Source records:
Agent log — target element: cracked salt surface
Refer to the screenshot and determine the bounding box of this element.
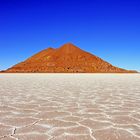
[0,73,140,140]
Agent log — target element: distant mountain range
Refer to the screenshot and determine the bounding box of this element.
[2,43,137,73]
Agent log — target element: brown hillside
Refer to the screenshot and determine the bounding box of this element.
[4,43,137,73]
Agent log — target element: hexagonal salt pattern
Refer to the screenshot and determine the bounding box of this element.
[0,74,140,140]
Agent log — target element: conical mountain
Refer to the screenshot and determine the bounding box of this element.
[4,43,137,73]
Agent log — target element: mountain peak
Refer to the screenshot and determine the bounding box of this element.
[3,43,137,73]
[60,43,79,49]
[58,43,81,53]
[46,47,54,51]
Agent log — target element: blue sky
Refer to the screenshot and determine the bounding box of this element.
[0,0,140,71]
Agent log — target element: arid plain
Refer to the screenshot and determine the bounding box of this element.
[0,74,140,140]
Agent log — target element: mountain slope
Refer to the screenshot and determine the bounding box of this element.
[4,43,137,73]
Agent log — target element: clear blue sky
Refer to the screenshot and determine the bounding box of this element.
[0,0,140,71]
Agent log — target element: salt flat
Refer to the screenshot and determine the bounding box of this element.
[0,74,140,140]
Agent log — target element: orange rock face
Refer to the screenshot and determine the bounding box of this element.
[4,43,137,73]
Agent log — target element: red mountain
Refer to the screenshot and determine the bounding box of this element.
[4,43,137,73]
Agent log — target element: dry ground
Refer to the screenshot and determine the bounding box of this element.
[0,74,140,140]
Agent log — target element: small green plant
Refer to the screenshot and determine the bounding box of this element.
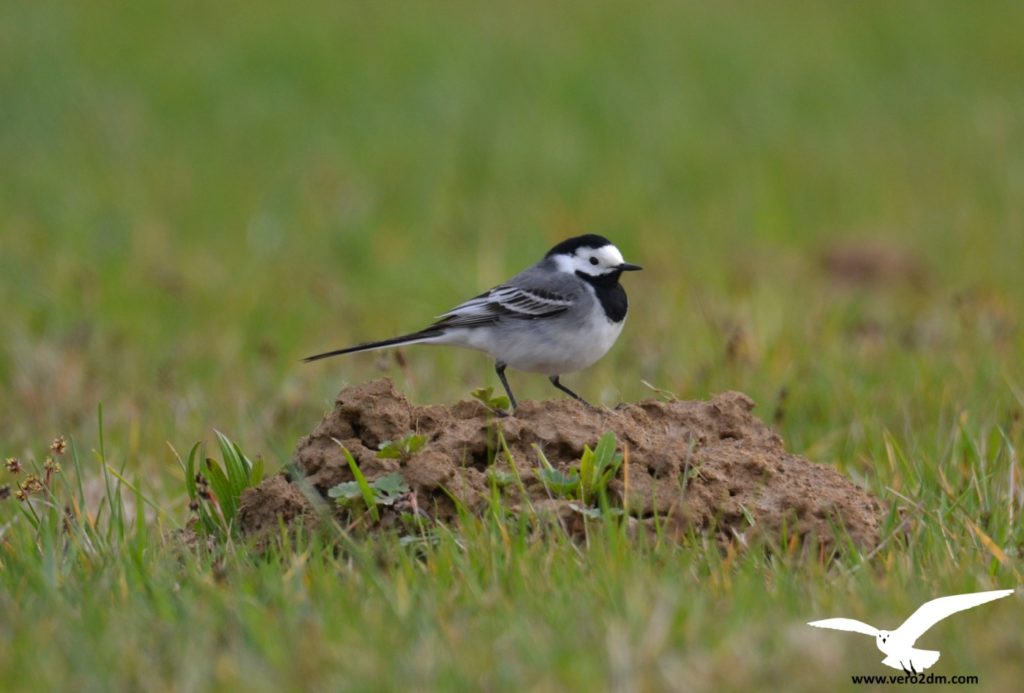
[535,451,580,496]
[328,441,410,521]
[578,432,623,503]
[471,386,511,413]
[181,430,264,537]
[376,434,426,460]
[568,503,624,520]
[535,432,623,506]
[485,468,517,488]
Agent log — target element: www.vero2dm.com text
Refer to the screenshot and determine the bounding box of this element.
[851,672,979,685]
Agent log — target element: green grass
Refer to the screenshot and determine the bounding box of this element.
[2,0,1023,689]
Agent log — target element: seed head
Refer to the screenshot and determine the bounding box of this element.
[20,475,45,496]
[50,436,68,456]
[5,457,21,474]
[0,485,10,501]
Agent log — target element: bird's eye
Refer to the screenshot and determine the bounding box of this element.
[589,257,599,266]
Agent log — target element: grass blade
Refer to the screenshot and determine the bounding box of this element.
[334,438,379,522]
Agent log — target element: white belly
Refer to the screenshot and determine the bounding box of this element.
[443,304,625,375]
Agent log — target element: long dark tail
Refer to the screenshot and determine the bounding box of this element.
[302,328,444,363]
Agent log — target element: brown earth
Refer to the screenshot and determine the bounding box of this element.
[819,238,924,288]
[239,379,884,551]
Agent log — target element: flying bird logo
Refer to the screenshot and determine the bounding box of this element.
[808,588,1014,674]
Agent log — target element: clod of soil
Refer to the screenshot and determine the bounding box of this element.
[239,379,884,551]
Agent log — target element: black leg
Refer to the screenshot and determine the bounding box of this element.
[549,376,591,406]
[495,362,517,411]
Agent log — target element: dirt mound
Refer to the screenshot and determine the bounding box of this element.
[820,238,924,288]
[239,379,883,551]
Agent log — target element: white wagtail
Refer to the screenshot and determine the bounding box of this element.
[304,234,641,410]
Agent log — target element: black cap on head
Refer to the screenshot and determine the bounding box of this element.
[544,234,612,258]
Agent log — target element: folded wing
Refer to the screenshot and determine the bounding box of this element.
[432,284,575,330]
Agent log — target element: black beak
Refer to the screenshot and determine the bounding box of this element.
[618,262,643,272]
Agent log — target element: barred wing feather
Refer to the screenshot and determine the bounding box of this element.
[433,285,574,329]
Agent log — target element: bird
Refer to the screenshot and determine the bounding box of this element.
[807,588,1014,674]
[304,234,642,411]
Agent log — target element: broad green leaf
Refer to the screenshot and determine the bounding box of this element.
[203,457,236,525]
[579,445,595,487]
[328,481,364,507]
[471,386,510,411]
[214,430,247,496]
[539,468,580,496]
[250,455,265,485]
[377,434,428,459]
[376,441,402,459]
[327,481,363,499]
[471,386,495,403]
[372,472,410,501]
[593,432,618,471]
[404,434,426,454]
[232,440,255,479]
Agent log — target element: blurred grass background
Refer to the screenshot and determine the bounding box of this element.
[3,0,1023,463]
[2,0,1023,689]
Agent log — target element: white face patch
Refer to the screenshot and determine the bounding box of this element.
[567,244,625,275]
[550,253,577,273]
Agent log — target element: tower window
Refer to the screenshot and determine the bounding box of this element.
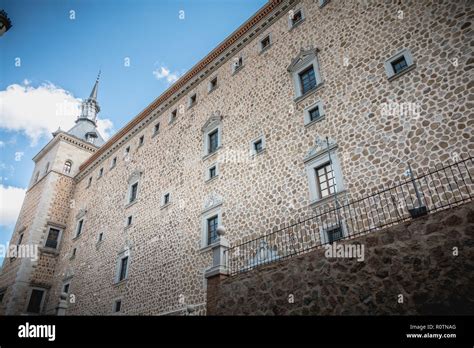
[26,289,45,314]
[154,122,160,135]
[87,177,92,188]
[98,168,104,178]
[163,193,170,205]
[169,109,177,124]
[45,227,61,249]
[126,216,133,226]
[63,161,72,174]
[111,157,117,169]
[139,135,144,146]
[209,166,217,179]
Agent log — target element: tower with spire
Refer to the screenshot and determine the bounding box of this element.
[0,73,107,315]
[67,71,105,146]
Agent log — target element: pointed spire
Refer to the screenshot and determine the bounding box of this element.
[89,70,100,100]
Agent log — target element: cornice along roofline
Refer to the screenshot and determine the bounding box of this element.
[77,0,291,178]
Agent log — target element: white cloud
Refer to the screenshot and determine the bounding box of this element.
[0,81,114,146]
[152,66,180,84]
[0,141,4,148]
[97,118,114,140]
[0,185,26,226]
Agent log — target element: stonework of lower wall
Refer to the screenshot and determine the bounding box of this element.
[210,202,474,315]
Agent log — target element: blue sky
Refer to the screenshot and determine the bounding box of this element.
[0,0,266,262]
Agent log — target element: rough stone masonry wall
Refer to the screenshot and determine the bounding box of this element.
[210,201,474,315]
[44,0,473,315]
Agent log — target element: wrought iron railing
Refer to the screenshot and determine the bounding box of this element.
[225,156,473,276]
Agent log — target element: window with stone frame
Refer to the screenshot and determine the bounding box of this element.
[384,48,415,80]
[208,129,219,154]
[98,167,104,178]
[299,65,317,95]
[75,219,84,238]
[129,182,138,203]
[26,288,45,314]
[87,177,92,188]
[63,160,72,174]
[207,215,219,246]
[111,157,117,169]
[169,109,178,123]
[304,140,344,203]
[209,165,217,179]
[118,256,129,282]
[62,282,70,294]
[315,162,337,199]
[154,122,160,135]
[188,94,197,108]
[45,227,61,249]
[288,48,322,100]
[202,113,222,157]
[289,8,304,28]
[232,56,244,73]
[114,299,122,312]
[260,34,271,52]
[305,102,324,124]
[139,135,144,146]
[208,77,218,92]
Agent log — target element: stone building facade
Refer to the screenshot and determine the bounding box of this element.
[0,0,472,315]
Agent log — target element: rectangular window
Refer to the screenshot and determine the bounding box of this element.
[63,283,70,294]
[209,77,218,92]
[129,182,138,203]
[76,219,84,238]
[26,289,45,313]
[72,248,77,257]
[309,105,321,122]
[154,122,160,134]
[391,56,408,74]
[127,216,133,226]
[209,166,217,179]
[111,157,117,169]
[233,56,243,73]
[189,94,197,108]
[253,139,263,153]
[98,168,104,178]
[125,146,130,155]
[207,215,219,245]
[139,135,144,146]
[170,109,177,123]
[260,35,271,51]
[290,9,303,27]
[119,257,128,281]
[164,193,170,205]
[98,232,103,242]
[87,177,92,188]
[208,129,219,154]
[114,299,122,312]
[315,163,336,198]
[299,65,317,95]
[326,226,343,244]
[45,228,60,249]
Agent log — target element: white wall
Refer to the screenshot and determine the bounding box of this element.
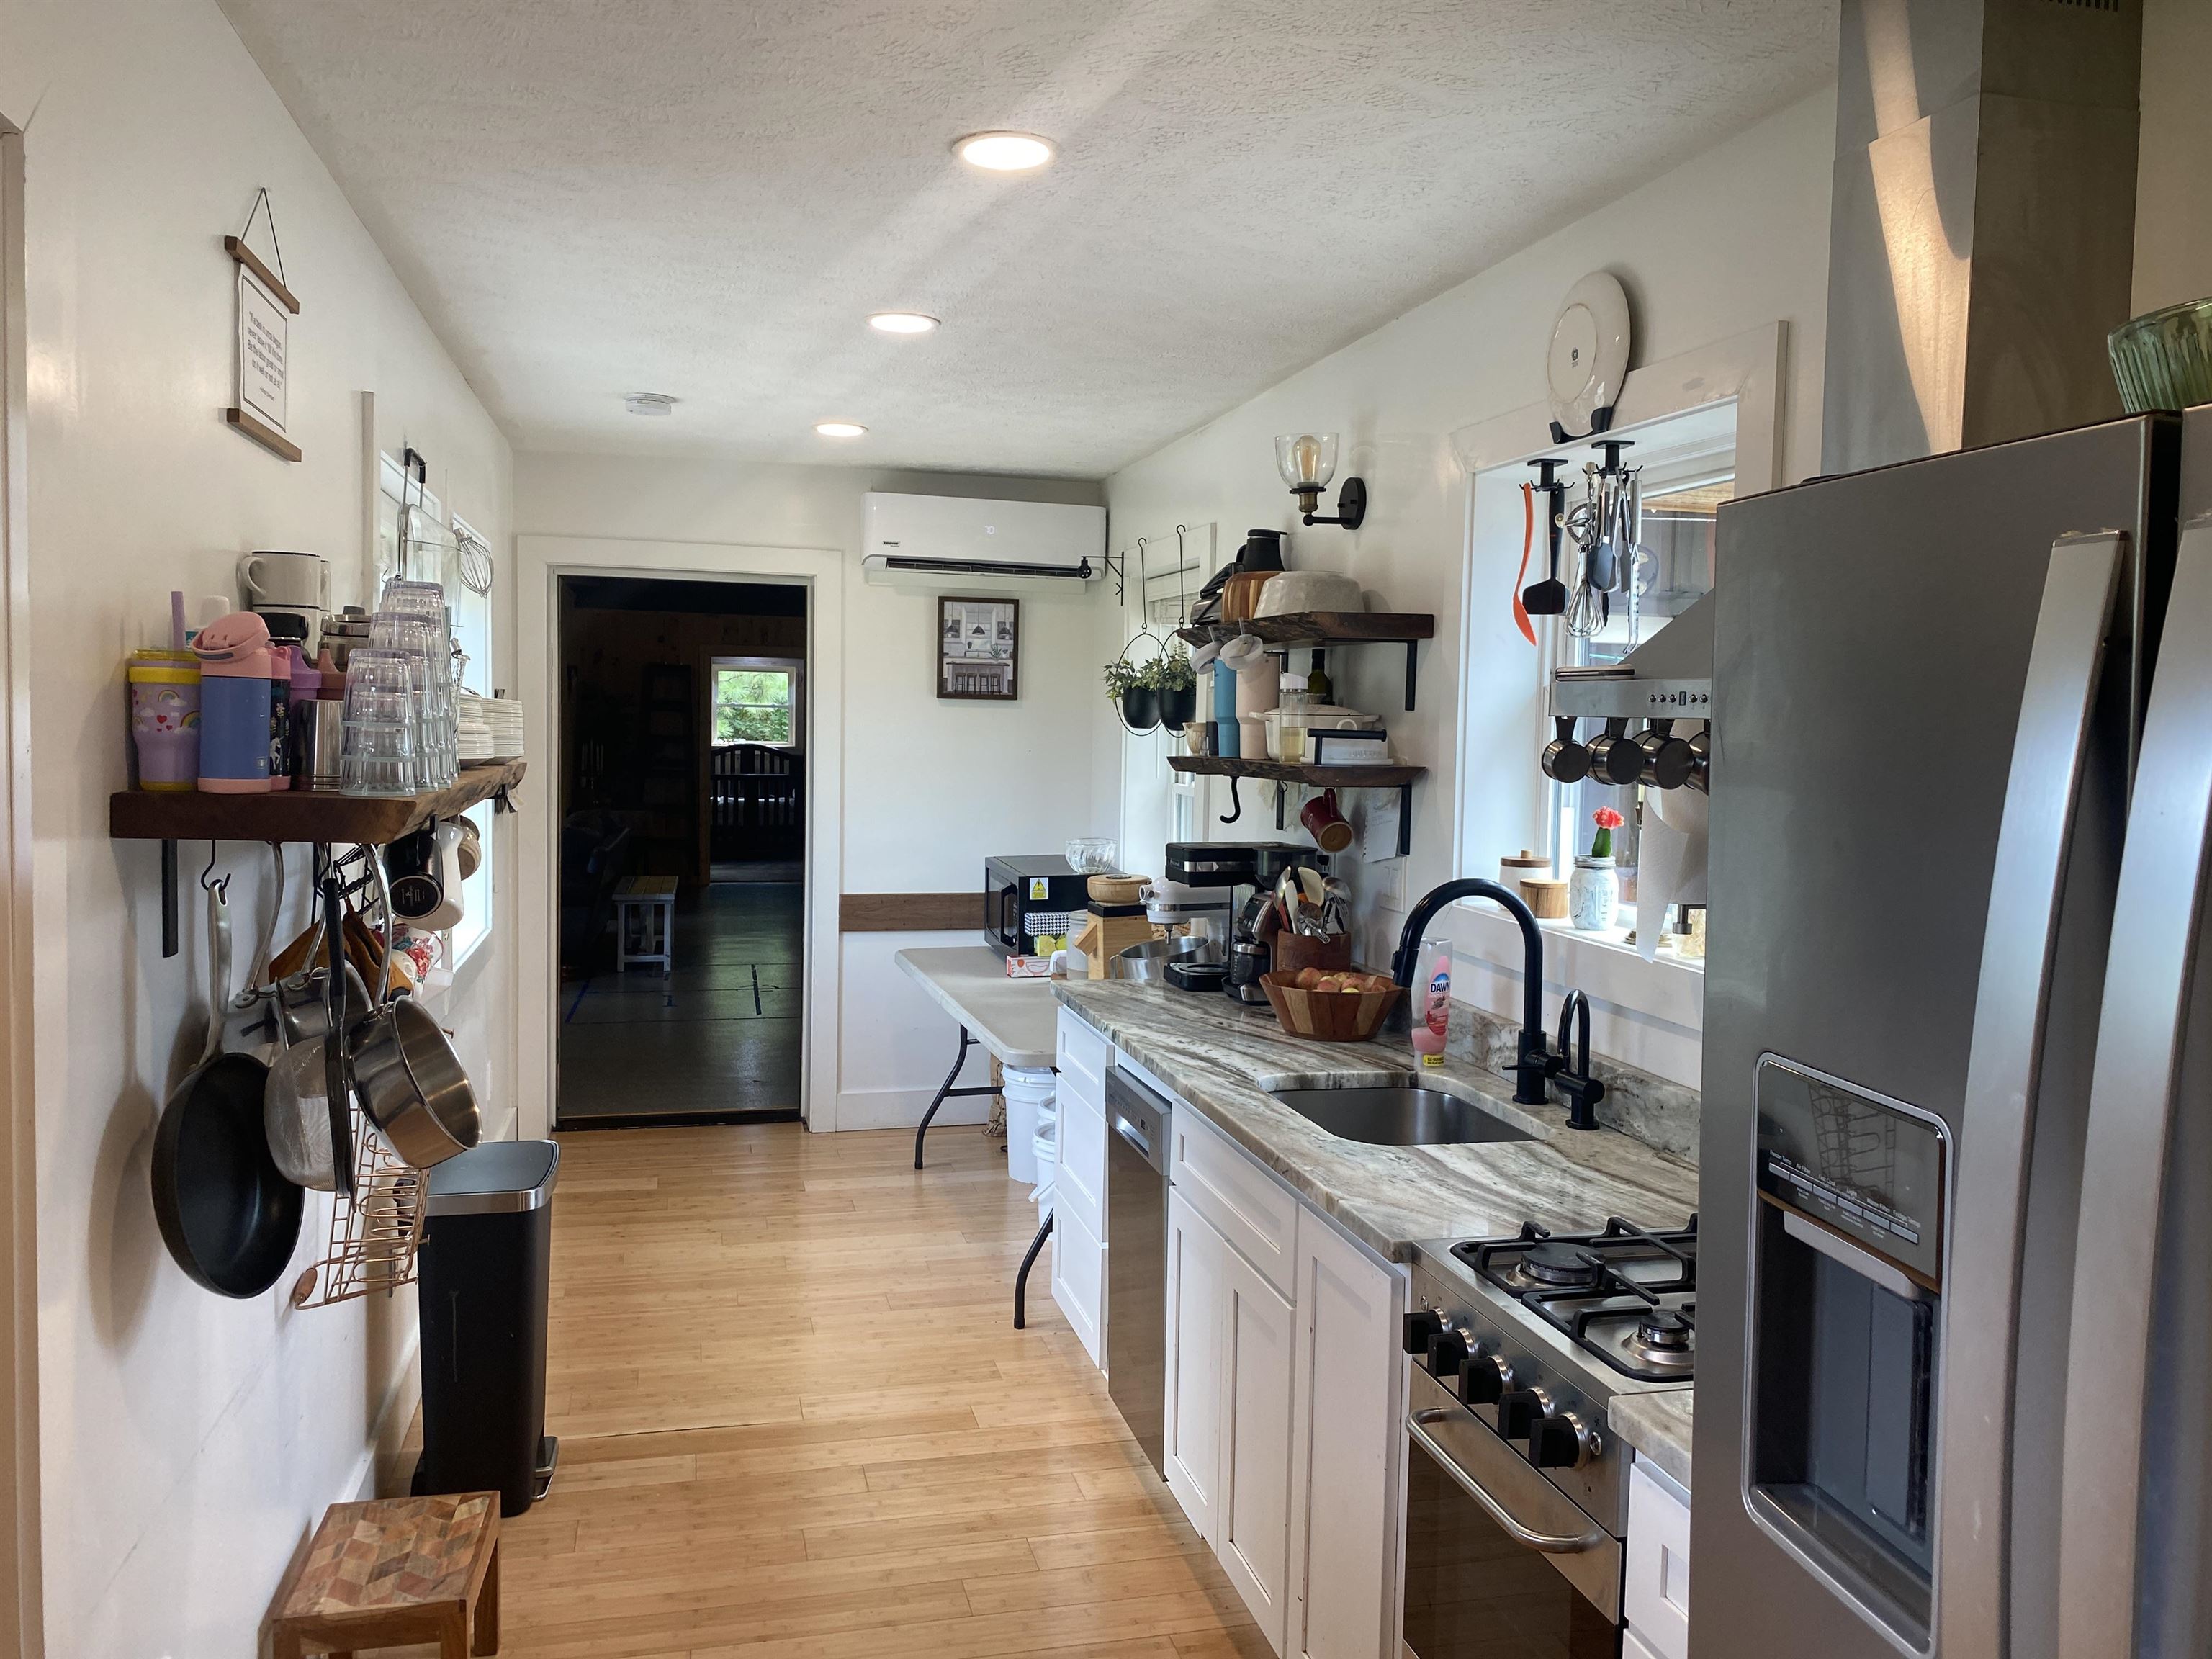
[1100,89,1837,1082]
[2134,0,2212,315]
[0,4,513,1653]
[512,455,1105,1130]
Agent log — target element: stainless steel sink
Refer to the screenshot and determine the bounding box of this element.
[1268,1084,1537,1147]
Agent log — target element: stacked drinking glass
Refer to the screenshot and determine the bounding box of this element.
[339,580,458,796]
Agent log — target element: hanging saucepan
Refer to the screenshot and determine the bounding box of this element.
[263,877,358,1194]
[347,846,479,1168]
[218,842,288,1064]
[151,874,303,1297]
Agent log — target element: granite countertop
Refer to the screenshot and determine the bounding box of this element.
[1052,979,1698,1261]
[1609,1388,1694,1490]
[897,947,1058,1069]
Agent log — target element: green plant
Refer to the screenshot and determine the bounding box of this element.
[1103,660,1142,700]
[1588,806,1624,860]
[1146,647,1195,692]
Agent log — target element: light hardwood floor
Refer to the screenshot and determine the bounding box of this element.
[488,1120,1269,1658]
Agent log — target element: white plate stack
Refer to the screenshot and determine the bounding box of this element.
[459,695,524,763]
[457,695,495,763]
[483,698,525,761]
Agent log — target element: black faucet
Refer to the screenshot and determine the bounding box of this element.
[1391,878,1554,1107]
[1552,989,1606,1131]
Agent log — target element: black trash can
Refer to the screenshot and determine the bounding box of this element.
[415,1139,561,1516]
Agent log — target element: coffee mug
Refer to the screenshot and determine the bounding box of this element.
[238,550,329,613]
[1299,788,1355,855]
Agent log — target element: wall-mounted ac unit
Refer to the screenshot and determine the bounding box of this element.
[861,493,1105,589]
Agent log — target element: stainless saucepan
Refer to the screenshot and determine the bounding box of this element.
[346,845,479,1167]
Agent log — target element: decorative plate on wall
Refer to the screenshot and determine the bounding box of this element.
[1547,271,1632,441]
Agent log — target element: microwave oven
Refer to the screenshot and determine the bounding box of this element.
[985,855,1093,956]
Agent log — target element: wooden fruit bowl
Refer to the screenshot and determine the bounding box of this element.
[1259,971,1403,1043]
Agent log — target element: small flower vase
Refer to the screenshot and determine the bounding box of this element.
[1568,855,1618,931]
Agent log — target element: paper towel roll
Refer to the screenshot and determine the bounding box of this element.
[1635,787,1709,961]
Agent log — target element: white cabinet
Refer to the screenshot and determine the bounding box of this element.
[1123,1042,1409,1659]
[1165,1189,1225,1537]
[1624,1460,1692,1659]
[1051,1010,1110,1366]
[1050,1184,1105,1366]
[1216,1236,1296,1652]
[1286,1208,1404,1659]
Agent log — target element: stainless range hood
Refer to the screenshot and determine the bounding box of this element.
[1821,0,2145,475]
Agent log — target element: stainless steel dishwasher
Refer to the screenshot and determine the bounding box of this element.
[1105,1065,1170,1473]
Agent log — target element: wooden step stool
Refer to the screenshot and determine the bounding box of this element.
[612,874,679,974]
[272,1492,500,1658]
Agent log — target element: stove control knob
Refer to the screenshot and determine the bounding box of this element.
[1527,1411,1601,1471]
[1426,1328,1470,1378]
[1403,1309,1444,1356]
[1497,1388,1545,1441]
[1460,1354,1516,1407]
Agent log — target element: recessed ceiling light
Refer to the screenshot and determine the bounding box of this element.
[953,131,1056,173]
[626,392,678,416]
[814,421,868,438]
[868,311,940,335]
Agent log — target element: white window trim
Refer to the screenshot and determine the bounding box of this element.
[1421,322,1786,1079]
[711,655,805,751]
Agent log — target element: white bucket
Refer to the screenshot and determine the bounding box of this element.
[1002,1066,1055,1186]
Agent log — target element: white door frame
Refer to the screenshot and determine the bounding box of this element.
[0,113,45,1656]
[512,535,843,1136]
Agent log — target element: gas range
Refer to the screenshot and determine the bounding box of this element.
[1406,1215,1697,1537]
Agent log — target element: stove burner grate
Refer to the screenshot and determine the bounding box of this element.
[1455,1215,1700,1380]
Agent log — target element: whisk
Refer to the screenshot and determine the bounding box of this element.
[457,529,494,597]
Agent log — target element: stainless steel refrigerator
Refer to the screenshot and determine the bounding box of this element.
[1693,405,2212,1659]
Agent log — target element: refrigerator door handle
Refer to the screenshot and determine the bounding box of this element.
[2059,513,2212,1659]
[1939,529,2125,1659]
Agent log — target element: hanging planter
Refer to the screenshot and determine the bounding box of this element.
[1151,644,1197,728]
[1105,655,1160,734]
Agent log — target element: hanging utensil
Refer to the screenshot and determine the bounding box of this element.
[151,870,302,1296]
[320,870,356,1200]
[346,848,480,1169]
[1522,459,1570,616]
[1511,483,1537,646]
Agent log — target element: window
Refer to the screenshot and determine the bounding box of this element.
[713,657,802,747]
[1462,400,1732,912]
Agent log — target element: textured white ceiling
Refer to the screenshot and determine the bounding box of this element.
[222,0,1835,477]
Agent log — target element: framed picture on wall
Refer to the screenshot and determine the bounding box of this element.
[938,596,1020,701]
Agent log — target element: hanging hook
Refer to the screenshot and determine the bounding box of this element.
[199,842,228,902]
[1218,773,1244,826]
[1174,525,1190,624]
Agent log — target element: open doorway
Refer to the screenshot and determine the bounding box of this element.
[555,575,806,1126]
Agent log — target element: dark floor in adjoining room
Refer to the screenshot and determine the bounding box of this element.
[558,881,803,1124]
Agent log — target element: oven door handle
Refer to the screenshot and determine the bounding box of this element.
[1406,1409,1602,1555]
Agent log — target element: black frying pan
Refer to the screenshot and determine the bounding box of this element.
[151,878,302,1298]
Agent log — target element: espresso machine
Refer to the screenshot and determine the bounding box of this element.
[1156,842,1321,1001]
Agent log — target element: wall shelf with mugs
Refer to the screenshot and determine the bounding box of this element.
[1167,754,1424,857]
[109,759,523,956]
[1174,611,1434,711]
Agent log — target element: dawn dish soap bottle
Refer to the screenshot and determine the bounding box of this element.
[1411,935,1452,1068]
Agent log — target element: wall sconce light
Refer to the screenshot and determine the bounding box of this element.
[1274,432,1367,529]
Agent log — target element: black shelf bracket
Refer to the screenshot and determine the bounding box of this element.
[1403,640,1419,712]
[1397,783,1413,858]
[1274,781,1286,830]
[160,839,179,958]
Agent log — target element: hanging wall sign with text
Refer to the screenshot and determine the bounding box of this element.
[223,189,302,462]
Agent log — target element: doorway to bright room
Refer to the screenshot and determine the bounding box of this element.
[555,575,806,1126]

Instructions to follow - Scan the data for the string "light" and copy each line in which it occurs.

The completed task -
Agent log — target element: light hardwood floor
Agent log — target element: recessed ceiling light
Agent log — target element: wall sconce light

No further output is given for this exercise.